[start]
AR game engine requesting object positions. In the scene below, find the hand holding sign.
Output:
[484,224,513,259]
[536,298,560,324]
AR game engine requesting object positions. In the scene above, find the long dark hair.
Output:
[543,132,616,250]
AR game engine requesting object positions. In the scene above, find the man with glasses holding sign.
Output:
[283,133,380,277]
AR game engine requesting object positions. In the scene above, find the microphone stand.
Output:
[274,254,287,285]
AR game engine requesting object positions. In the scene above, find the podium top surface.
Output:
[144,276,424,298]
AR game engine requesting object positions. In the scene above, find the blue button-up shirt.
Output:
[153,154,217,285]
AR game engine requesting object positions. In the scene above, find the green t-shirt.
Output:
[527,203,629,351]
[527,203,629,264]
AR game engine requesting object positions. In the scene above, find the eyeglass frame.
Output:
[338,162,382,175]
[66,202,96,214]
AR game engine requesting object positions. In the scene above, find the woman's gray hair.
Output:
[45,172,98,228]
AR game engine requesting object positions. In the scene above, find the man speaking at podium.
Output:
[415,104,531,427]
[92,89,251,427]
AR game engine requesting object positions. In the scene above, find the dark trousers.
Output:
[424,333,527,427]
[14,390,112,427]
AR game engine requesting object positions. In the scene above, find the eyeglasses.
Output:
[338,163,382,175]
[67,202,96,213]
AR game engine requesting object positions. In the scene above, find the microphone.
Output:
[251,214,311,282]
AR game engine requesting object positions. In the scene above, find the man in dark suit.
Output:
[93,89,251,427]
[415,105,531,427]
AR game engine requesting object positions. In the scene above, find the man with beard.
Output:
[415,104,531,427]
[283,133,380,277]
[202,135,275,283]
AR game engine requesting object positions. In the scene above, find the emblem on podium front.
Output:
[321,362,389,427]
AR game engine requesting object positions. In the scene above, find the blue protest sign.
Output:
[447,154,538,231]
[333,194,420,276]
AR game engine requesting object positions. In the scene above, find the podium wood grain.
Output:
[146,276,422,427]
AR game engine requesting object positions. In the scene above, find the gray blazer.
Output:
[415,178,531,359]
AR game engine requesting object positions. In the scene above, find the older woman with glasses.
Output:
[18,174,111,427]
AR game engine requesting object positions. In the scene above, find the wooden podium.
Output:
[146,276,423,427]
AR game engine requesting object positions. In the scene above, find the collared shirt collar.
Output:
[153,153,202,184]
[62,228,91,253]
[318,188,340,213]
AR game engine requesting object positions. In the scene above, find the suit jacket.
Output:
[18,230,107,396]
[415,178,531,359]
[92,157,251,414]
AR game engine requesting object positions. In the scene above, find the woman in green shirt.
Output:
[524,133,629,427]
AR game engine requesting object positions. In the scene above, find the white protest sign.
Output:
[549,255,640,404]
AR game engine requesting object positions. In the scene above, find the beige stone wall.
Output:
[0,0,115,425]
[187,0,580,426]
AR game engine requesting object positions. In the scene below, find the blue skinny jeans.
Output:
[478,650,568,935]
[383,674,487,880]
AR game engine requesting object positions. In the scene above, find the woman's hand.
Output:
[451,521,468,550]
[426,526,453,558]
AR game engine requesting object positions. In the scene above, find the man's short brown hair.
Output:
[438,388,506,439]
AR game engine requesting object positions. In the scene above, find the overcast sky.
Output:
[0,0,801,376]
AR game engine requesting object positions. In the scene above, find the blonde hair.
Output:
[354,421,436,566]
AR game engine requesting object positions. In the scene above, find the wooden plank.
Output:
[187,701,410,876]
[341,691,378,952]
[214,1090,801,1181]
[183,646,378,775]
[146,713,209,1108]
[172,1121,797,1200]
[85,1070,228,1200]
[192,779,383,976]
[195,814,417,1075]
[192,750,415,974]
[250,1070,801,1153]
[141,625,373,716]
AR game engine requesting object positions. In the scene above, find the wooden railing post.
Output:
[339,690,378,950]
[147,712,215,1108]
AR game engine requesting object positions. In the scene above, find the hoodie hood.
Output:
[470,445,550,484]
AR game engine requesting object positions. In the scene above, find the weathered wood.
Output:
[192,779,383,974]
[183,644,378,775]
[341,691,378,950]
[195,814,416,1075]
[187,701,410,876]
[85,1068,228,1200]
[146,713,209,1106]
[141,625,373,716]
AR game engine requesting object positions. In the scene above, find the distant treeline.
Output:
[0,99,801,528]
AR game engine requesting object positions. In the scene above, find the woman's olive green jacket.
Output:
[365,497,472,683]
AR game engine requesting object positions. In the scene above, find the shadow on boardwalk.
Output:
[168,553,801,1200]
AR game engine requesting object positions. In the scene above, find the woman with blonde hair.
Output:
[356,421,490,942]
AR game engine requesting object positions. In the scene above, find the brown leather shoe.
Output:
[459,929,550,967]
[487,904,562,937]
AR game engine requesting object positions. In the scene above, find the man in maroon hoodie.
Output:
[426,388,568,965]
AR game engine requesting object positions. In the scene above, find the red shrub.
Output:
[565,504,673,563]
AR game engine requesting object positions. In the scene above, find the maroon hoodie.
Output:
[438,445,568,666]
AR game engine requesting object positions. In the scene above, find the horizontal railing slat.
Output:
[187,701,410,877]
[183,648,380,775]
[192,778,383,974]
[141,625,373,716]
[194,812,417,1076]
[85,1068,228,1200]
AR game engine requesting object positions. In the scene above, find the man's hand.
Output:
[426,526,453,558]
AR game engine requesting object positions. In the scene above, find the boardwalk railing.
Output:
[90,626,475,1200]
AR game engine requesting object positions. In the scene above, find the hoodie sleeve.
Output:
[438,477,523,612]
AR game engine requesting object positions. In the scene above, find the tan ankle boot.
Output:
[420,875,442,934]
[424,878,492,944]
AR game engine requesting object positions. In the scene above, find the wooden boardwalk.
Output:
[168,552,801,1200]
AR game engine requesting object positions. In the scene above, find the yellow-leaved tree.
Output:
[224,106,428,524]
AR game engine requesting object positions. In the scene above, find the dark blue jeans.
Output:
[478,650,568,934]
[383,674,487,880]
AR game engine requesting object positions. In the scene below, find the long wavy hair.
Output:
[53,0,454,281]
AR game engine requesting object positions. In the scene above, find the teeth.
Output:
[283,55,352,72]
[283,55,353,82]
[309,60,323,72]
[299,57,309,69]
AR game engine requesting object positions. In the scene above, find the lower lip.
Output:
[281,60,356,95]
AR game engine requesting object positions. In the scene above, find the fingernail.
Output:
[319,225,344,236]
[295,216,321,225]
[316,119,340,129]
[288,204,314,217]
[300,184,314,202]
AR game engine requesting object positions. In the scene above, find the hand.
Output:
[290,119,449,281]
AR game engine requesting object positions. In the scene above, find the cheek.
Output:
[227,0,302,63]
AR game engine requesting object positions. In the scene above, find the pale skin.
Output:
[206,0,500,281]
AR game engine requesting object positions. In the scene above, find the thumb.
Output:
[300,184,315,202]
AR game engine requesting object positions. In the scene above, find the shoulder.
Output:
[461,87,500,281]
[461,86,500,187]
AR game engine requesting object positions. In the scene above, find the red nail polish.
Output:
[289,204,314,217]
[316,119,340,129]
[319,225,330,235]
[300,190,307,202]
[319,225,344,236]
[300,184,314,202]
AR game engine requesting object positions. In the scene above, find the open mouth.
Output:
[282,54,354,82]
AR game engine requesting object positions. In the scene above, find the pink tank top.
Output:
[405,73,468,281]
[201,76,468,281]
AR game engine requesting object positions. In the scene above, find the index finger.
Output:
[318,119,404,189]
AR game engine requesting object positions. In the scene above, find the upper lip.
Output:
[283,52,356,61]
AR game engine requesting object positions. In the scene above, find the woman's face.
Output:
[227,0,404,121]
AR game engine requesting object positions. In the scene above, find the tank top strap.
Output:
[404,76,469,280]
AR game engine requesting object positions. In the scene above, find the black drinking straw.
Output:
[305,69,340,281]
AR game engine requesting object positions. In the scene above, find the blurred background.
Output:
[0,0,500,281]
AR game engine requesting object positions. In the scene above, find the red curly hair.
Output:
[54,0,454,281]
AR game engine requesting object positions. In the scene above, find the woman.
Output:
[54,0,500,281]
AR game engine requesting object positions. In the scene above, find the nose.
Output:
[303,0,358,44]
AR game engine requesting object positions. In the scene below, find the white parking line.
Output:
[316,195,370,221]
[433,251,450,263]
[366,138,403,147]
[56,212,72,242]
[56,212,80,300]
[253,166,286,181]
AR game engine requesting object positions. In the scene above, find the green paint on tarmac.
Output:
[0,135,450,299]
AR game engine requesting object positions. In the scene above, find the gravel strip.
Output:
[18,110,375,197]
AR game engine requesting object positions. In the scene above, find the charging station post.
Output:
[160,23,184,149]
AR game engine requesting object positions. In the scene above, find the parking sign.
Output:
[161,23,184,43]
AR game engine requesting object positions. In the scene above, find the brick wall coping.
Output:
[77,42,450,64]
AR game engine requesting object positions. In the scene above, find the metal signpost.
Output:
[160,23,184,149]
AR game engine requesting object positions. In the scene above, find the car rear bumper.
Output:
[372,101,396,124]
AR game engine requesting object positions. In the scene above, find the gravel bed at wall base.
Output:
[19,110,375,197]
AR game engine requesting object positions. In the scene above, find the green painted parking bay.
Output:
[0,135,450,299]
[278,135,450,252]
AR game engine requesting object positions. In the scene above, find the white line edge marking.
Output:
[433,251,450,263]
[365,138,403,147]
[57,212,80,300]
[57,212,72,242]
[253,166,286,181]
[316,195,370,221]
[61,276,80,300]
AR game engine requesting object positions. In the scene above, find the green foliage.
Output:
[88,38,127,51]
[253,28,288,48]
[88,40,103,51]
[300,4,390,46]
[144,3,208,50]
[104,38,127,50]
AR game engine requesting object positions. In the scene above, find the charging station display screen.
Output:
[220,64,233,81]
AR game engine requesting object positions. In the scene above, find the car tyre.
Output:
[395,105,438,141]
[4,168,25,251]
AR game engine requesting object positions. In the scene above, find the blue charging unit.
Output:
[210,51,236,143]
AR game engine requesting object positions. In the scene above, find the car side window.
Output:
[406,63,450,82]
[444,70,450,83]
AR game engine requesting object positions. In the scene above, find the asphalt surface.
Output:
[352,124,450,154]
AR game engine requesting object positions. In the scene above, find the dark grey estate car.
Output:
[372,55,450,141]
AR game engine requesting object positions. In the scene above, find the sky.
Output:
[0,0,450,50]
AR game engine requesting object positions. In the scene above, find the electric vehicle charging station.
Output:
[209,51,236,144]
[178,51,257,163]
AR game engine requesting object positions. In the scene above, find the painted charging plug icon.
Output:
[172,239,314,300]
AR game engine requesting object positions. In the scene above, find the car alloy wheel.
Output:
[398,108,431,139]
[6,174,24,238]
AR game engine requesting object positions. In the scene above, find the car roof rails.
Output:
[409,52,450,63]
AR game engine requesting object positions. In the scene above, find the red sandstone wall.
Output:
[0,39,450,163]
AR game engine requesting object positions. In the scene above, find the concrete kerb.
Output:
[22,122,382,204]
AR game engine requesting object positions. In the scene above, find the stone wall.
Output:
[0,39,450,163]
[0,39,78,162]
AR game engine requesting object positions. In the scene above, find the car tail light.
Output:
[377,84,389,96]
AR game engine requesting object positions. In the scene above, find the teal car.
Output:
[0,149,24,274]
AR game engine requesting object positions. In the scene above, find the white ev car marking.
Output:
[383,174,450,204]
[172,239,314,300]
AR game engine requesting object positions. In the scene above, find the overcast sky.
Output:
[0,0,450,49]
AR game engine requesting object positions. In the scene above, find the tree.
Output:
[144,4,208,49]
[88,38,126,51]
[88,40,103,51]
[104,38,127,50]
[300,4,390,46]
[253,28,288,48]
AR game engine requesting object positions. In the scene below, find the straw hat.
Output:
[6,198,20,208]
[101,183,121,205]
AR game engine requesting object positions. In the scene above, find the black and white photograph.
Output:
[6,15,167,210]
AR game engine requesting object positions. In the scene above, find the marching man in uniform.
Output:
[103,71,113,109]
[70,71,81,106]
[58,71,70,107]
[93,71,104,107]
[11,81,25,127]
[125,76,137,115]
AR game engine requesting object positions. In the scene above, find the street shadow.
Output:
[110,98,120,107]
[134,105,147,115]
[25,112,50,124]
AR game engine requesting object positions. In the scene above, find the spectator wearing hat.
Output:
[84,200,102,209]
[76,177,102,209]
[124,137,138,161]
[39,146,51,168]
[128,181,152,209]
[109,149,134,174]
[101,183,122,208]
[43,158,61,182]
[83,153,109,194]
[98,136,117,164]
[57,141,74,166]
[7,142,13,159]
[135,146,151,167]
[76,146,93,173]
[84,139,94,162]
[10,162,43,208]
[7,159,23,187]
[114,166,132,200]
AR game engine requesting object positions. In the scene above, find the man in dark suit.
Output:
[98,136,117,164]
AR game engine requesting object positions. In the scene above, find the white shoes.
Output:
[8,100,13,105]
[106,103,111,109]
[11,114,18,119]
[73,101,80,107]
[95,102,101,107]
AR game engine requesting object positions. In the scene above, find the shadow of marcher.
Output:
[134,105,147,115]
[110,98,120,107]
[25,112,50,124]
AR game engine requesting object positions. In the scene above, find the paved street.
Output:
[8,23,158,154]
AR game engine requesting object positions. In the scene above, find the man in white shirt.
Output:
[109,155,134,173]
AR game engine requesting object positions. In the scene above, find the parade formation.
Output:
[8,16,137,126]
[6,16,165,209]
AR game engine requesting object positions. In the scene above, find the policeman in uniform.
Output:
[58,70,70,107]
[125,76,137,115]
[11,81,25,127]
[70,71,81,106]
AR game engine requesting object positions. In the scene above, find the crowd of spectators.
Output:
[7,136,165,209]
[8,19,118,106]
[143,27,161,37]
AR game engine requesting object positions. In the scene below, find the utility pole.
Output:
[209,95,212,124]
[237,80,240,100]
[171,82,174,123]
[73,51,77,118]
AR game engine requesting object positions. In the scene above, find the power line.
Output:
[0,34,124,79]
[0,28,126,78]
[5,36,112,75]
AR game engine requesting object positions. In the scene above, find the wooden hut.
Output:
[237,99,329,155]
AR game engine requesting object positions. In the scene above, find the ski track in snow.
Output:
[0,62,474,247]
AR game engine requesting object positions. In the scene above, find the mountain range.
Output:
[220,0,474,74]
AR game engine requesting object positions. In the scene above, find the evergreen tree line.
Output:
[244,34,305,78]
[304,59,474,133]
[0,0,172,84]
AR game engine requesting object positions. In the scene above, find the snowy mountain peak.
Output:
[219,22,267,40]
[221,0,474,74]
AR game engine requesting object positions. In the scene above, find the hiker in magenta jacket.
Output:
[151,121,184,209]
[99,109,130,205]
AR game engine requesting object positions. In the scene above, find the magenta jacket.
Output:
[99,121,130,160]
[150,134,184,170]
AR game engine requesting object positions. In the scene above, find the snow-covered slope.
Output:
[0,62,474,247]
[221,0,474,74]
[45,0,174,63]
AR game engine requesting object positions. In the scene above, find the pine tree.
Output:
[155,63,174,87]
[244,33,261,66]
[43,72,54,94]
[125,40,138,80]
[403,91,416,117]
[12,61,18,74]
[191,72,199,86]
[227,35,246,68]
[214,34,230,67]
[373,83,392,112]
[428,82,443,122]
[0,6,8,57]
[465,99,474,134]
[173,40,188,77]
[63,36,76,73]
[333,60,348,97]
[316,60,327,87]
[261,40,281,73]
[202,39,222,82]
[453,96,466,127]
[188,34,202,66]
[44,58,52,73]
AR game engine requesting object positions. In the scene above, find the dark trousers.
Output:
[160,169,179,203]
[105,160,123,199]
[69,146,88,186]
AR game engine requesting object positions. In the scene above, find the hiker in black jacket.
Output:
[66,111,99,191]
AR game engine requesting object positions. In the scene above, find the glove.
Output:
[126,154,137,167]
[end]
- [Your objective] In the listing, from the line with "find the nose." to the line with "[18,110,375,197]", switch "gravel strip" to "dirt path". Give back only those lines, with everything else left as it is.

- [Task answer]
AR game engine requesting object positions. In the scene above, find the nose.
Output:
[303,0,358,44]
AR game engine requesting object positions. In the scene below, find the white parking line.
Output:
[316,195,370,221]
[433,251,450,263]
[366,138,403,147]
[56,212,72,242]
[56,212,80,300]
[253,166,286,181]
AR game engine requesting object positions. In the scene above, find the green paint on tarmac.
Output:
[0,135,450,299]
AR game engine requesting object positions. In the scene above, find the dirt path.
Output:
[18,110,375,197]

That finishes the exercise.